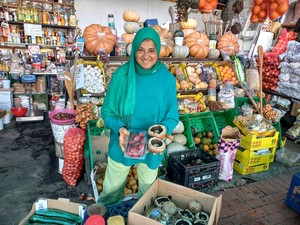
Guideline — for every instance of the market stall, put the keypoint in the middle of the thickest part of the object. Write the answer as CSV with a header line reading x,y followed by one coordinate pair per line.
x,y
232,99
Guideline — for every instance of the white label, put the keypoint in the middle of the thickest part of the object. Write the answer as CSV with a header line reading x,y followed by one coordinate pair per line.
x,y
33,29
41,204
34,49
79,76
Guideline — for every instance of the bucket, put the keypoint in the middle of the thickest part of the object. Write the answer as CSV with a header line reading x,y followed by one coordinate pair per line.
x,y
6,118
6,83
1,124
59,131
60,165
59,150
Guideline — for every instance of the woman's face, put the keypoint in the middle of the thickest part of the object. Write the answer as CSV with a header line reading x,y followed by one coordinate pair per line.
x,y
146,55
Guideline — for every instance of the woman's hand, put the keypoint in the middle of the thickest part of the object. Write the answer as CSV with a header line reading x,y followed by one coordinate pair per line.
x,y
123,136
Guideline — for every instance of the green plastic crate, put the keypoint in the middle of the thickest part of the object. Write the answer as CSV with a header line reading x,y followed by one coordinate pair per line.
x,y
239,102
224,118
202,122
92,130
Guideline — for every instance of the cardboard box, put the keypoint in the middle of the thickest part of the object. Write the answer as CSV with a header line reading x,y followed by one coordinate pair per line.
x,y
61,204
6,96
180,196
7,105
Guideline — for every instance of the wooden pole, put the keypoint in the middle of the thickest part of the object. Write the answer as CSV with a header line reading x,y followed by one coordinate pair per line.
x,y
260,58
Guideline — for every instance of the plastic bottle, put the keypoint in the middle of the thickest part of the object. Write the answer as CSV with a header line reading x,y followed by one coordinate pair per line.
——————————
▸ Treść polecenia: Przepisz ponownie fragment od wiersza zawierającego „Guideline — for every instance of the wooden” aż do końca danych, oba krańce włącznie, razem z poleceniami. Przeskaluj przy tym współrzędne w odpowiedziach: pomnóż każdą przez 1,85 i zaokrąglij do liczby całkowitej, połówki w górę.

▸ Odpowiedź poniżej:
Guideline — for every instance of the wooden pole, put the keypoint in the middle of the thickest part of the object. Write the answer as CSV with a header line reading x,y followed by one coordinate pair per line.
x,y
481,107
Guideline — for every instance of the plastic bottle, put the keypoint in the middle of the thickest part of the object. Write the answer as CSV with a header line reading x,y followed by one coordinate pair per line.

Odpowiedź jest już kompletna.